Excerpted text ::

I'm Native American. We're automatically country...joined to the land and the real stories of everyday people. A long time ago, we traditionally used music as our daily prayer and as our way of giving thanks. To Native Americans, music is our everything. It's our storytelling, our history, and our dance. We use it to remember and to forget. It's how we celebrate life and mourn death.
I wrote my first song at 9, not knowing that songwriting would become my way of coping with the hopelessness I saw around me on the reservation. Growing up, I watched too many people lose hope and leave this earth...including cousins and many friends of mine. I watched as my brothers lost almost every childhood friend before they were 16. But music was my hope. It saved me, and it became a doorway for me to find freedom from the hopelessness that we all felt on the reservation. Loretta Lynn was my childhood hero...and she continues to be that for me today. I grew up watching her be a friend to my mom through her music. Mom would sing along with those records like finally someone understood her. I want to be that for someone. I was born a country music singer. I was driven to sing, and I drove my parents nuts about it.
I'm a citizen of both the U.S. and Canada, though I was born in Ontario and grew up on a reservation called Wikwemikong on Canada's Manitoulin Island. My daddy drove a truck from Michigan straight through Nashville on his North-South run, so I had a ride whenever they would let me go. I started my trips to Nashville at the age of 11. We stood on the sidewalk in front of Nashville's famed Tootsie's Orchid Lounge and watched through the window. I was scared I would be told I wasn't good enough. By 12, I had written enough songs to do my own little demo album which I sold back home to pay for more trips to Nashville. Country music had become my full time way of relating to my world. If I couldn't write and sing, I couldn't talk and feel.
I went twice more by 13, and this time I walked into Tootsie's. I even asked the singer if I could come up on stage. I sang "Two More Bottles of Wine," and I noticed the drummer say something to the singer after I finished. I later found out that the drummer told him to let me sing another song. And guess who the drummer was? Nickname: "Sticks." He had been Loretta Lynn's drummer for years. I have always said, "You have to wait for the good to come." For me, the good came that day. My second song was "Stand by Me," and when I finished it and looked up, the crowd at Tootsie's was standing and applauding...for me. Sticks told me later, "I never heard a girl sing that song like that."
Next trip, Sticks saw me walk in the door and I was on stage within minutes. I couldn't believe he remembered me after all that time. When I got on that stage, it felt like coming home. After I sang, the owner of Tootsie's offered me a gig. I could barely breathe. But I had to tell him no. I still had too much to learn. But that was my moment...once again...when the good came. I could then say out loud what I had known all my life...that I am a country singer. And I knew then, for the first time, that going back to the reservation was only temporary. I could feel it inside.

Exercise task :: Pick up the personal story above about growing up on a reservation and becoming a country singer in Nashville, and keep writing it from the point where it stops.

Data ::

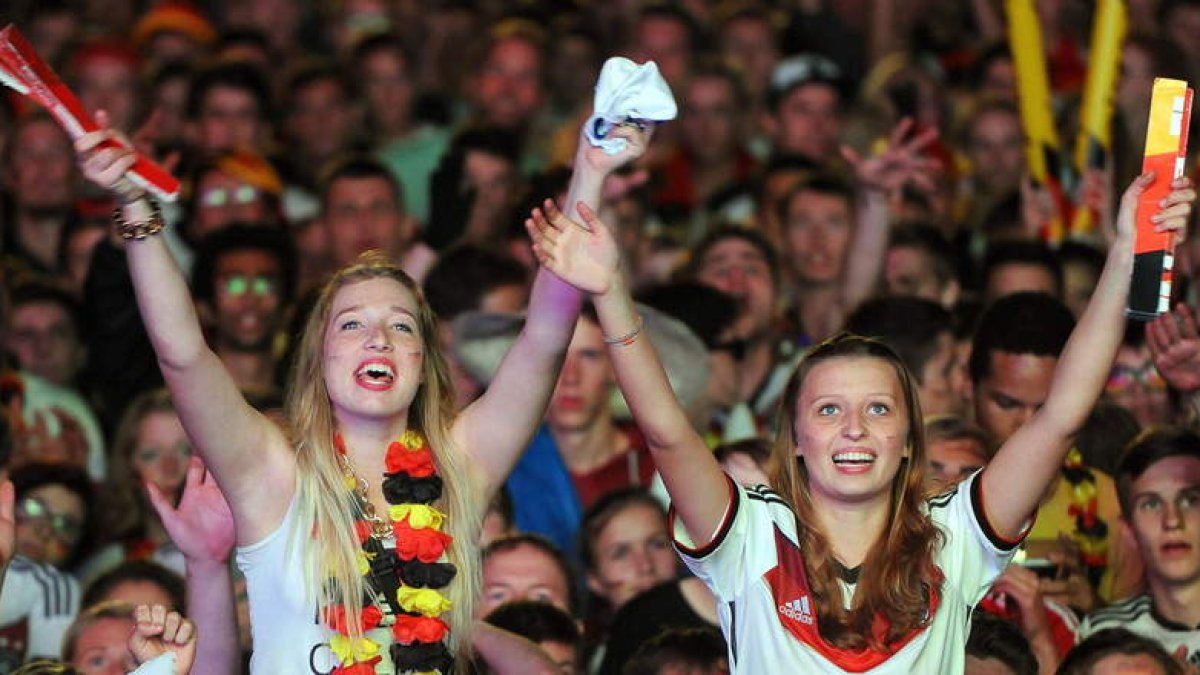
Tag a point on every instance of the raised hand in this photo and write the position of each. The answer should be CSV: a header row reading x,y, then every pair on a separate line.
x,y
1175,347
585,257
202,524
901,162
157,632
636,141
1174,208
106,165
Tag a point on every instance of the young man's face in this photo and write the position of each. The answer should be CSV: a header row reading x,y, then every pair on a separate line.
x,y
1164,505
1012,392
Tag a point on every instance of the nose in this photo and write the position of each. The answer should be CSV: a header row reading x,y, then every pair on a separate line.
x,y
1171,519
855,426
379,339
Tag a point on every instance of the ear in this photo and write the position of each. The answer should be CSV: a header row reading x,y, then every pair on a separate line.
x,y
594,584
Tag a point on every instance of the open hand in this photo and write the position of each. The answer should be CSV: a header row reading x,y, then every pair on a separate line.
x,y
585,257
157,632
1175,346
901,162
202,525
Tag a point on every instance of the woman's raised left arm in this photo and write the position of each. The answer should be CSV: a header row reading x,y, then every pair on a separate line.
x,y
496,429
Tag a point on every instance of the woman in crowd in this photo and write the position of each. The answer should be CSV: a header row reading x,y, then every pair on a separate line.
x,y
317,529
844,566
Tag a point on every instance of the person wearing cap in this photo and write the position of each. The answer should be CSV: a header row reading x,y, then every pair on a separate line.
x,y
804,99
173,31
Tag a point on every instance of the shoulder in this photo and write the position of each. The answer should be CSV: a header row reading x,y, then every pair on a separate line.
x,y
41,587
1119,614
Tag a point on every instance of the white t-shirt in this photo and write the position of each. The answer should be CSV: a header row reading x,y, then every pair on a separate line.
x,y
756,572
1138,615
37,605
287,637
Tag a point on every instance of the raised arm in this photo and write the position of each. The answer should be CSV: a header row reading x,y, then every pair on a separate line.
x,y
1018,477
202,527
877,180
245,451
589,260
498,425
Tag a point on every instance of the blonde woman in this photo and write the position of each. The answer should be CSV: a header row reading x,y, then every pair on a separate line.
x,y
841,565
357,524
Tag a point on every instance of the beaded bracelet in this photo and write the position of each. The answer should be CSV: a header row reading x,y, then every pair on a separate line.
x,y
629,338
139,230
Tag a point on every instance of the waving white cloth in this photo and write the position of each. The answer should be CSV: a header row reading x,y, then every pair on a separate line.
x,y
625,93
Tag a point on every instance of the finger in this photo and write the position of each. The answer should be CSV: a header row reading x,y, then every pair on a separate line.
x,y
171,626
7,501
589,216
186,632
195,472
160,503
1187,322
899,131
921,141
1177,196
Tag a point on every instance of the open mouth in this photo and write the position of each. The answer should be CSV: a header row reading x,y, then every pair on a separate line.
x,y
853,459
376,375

Output for this task ::
When I was 14, my dad and mom both came with me on three trips to Nashville. We sometimes slept in the truck because we didn't have the money for a real motel. I started getting requests for "Two More Bottles of Wine" and "Me & Bobby McGee." But this time when I got back to the "res," I saw what was happening to the young people...people my age. They were losing hope. No work, no money, no hope. They were giving up on their dreams. They were escaping into alcohol or losing themselves so totally to hopelessness that they sometimes took their own lives. So many of my friends are dead now...and I'm only 25. Someone once told me I sing like I was born with a broken heart. My music is what saved me. It is my lifeline. And I want to share it with anyone who is without hope and dreams. Desperation is desperation, no matter whether you live on the reservation or in the ghetto or in the suburbs.
There are several overriding themes in my life that keep me sane.
One: My mother never taught me I'm different...so I don't believe people are different. We're so much more the same than different.
Two: Wait for the good to come. Never lose hope.
Three: Music is my lifeline to my family, my world, and my soul. It is my prayer.
Four: I'm learning to be strong enough to share myself, to talk about what hurts.
I stomp my feet when I sing. I only started doing that when I stopped holding back my feelings. Now I release everything into the song. One time I stomped so much at Tootsie's that my boot heel got stuck in the floor and I couldn't get it out. Finally, I pulled so hard that the bottom piece of my stiletto heel came off in the floor. The floors at Tootsie's are that old!
Shawanda means "Dawn of a New Day." Sometimes on the res, a new day is what we needed. Music gave me that. I sing music to free myself. My name and my dream are the same.
So many little things I take for granted now. I have the means to eat healthy foods. On the res, we think young is old. There's no money for healthy foods. My grandma died at 62. We lost her so young, but 62 on the reservation is old age...to live that long. As a sign of respect, my mother and I would do her hair with great respect and care, and I would sing "Where the Sweet Grass Blows." Sweet grass, to us, is the hair of Mother Earth.
When we talk about extended family, we mean the whole village. When any small group of us gather, we always exchange stories. That's how we love each other. My husband was officially welcomed to the family when he got his own story. We depend on each other. Each soul is a character, a vital piece to our whole. When one is gone, it is hard not to crumble.
My talk is different than my singing. I'm strong when I have to be and soft when I need to be. I throw everything I have into my song; I close my eyes, and when I open them, I realize I'm stomping and jumping to the beat. It just comes out of me.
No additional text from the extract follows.